Given the entries below, please return each one exactly.

===== THE RECORDS

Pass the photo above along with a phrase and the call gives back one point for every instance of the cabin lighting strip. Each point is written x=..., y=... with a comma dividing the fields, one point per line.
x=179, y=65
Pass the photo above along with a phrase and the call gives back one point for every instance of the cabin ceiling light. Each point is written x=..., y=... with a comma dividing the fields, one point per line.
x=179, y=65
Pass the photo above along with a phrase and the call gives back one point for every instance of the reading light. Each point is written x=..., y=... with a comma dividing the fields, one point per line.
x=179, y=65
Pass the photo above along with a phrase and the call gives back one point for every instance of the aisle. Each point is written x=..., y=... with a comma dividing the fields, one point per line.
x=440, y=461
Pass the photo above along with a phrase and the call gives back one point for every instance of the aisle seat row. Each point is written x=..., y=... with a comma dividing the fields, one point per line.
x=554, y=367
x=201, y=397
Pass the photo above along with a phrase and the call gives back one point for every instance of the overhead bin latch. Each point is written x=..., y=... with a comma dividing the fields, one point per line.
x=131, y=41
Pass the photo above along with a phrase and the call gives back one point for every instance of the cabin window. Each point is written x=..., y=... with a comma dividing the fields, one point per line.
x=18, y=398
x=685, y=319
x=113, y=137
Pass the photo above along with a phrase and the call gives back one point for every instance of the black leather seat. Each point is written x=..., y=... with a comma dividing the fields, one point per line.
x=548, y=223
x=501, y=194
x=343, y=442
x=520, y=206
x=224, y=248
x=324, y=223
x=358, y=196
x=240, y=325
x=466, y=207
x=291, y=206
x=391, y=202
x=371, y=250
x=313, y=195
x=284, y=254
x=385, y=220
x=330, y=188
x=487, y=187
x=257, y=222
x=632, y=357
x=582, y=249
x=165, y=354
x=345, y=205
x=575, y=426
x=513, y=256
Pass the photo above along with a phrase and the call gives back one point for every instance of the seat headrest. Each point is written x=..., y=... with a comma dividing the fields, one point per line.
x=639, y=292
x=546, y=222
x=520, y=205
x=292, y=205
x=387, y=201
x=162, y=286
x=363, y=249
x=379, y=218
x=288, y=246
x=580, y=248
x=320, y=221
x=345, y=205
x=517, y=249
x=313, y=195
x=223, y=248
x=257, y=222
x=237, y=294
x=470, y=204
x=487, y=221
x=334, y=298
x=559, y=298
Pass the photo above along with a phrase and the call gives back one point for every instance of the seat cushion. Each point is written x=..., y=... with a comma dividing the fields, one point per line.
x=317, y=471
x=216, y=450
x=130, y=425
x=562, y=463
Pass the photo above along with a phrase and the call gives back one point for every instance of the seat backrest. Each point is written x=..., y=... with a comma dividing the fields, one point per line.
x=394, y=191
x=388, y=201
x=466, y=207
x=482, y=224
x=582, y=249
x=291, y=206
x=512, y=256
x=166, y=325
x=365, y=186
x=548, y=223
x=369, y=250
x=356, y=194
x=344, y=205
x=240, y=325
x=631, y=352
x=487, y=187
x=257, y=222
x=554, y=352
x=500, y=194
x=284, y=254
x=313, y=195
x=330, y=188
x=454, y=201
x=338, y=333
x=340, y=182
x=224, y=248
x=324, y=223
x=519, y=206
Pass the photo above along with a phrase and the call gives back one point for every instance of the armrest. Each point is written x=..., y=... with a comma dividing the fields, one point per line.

==========

— RESULT OF THE EXERCISE —
Pass the photo above along with a phrase and the call gives back one point for every instance of the cabin lighting strip. Each point is written x=..., y=... with a comma dividing the fields, one point per line.
x=179, y=65
Pass the photo above along with a phrase and the call gives back one point for every instance of the cabin ceiling light. Each point is written x=..., y=... with a comma dividing the fields, one point per line.
x=179, y=65
Pass the photo above along with a phrase and the call gives back one point for every instance of the reading light. Each point is written x=..., y=... with a comma dividing the fields, one point per line.
x=179, y=65
Pass the photo above along with a phrase and the call gives back one point for every instance of the aisle. Each point is written x=..., y=... with a comma dividing the fields, one point per line.
x=440, y=461
Pass the photo above along with a phrase and the call gives back one point for every instance of the aisle seat row. Each point is written x=..., y=... with a comma dividing the fields, one point per line.
x=554, y=367
x=201, y=397
Pass the photo above along with a phrase and the call gives back one point for every instance of the overhead bin latch. Each point is written x=..., y=... with a comma dividing the fields, one point per line.
x=131, y=41
Pass the photo above along with a phrase and the call gives back one point for every instance of the cabin window. Each point is written x=..., y=... with a comma dividing the fields, one point per line.
x=18, y=398
x=685, y=319
x=113, y=137
Pass the photo above along with a phrase and the call gives back one point for every instance of the black leather seat. Each point is written x=..., y=... with a comma dividing the fields, one point per line.
x=548, y=223
x=501, y=194
x=343, y=442
x=520, y=206
x=224, y=248
x=324, y=223
x=358, y=196
x=240, y=325
x=466, y=207
x=291, y=206
x=391, y=202
x=371, y=250
x=313, y=195
x=284, y=254
x=385, y=220
x=330, y=188
x=487, y=187
x=257, y=222
x=632, y=357
x=582, y=249
x=165, y=354
x=345, y=205
x=575, y=426
x=513, y=256
Pass the photo above along with a phrase and the call gives back one point for every instance of the seat headrest. Each point is written x=..., y=... with a comma dividing the fields, one point per line.
x=639, y=292
x=546, y=222
x=520, y=205
x=292, y=205
x=387, y=201
x=162, y=286
x=363, y=249
x=379, y=218
x=288, y=246
x=580, y=248
x=320, y=221
x=345, y=205
x=517, y=249
x=313, y=195
x=223, y=248
x=257, y=222
x=237, y=294
x=470, y=204
x=487, y=221
x=334, y=298
x=559, y=298
Pass the photo above along with a phrase and the call gives back one point for every instance of the seat cushion. Each point is written x=..., y=... with a comma dividing the fields, one point per line.
x=317, y=471
x=216, y=450
x=130, y=425
x=562, y=463
Pass the photo above along with a phrase and the call gives back one point for every instance of the seat backrest. Each point is written x=..., y=... with a comma dividing the fields, one point per line.
x=394, y=191
x=388, y=201
x=466, y=207
x=482, y=224
x=582, y=249
x=291, y=206
x=512, y=256
x=166, y=325
x=365, y=186
x=548, y=223
x=369, y=250
x=356, y=194
x=344, y=205
x=240, y=325
x=631, y=352
x=487, y=187
x=257, y=222
x=554, y=352
x=500, y=194
x=284, y=254
x=313, y=195
x=330, y=188
x=454, y=201
x=338, y=333
x=340, y=182
x=224, y=248
x=324, y=223
x=519, y=206
Pass the photo above along with a phrase and the call gives back one point for every instance of the armrest. Each point is written x=..., y=... with a comma dividing the fields, one point per line.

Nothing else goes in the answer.